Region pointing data
Content starts

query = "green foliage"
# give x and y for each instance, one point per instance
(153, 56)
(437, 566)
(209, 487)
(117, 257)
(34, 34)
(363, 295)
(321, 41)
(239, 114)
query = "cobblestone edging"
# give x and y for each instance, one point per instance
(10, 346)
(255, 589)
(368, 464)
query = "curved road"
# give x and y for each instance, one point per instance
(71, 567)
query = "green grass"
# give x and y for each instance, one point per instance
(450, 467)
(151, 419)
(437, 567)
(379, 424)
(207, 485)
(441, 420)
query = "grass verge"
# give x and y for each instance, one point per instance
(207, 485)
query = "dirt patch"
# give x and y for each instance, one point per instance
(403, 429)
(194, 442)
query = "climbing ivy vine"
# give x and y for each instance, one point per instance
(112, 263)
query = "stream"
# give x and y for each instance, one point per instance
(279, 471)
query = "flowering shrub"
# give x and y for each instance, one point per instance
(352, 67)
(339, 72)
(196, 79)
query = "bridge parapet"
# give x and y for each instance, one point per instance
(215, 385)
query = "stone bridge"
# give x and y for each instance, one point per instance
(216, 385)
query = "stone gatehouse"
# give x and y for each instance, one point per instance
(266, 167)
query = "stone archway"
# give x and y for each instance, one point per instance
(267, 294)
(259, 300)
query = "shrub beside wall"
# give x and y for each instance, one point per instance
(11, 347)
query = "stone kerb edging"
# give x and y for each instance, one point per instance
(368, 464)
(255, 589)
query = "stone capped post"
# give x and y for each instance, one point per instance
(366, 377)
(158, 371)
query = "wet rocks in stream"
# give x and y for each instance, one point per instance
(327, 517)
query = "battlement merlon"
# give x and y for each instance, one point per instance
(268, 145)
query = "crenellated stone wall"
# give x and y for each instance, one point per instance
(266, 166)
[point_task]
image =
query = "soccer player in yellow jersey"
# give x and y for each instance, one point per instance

Content ends

▶ _TASK DIRECTIONS_
Scan the records above for the word "bridge". Show each line in which it appears.

▶ _OUTPUT BELOW_
query = "bridge parapet"
query = "stone bridge"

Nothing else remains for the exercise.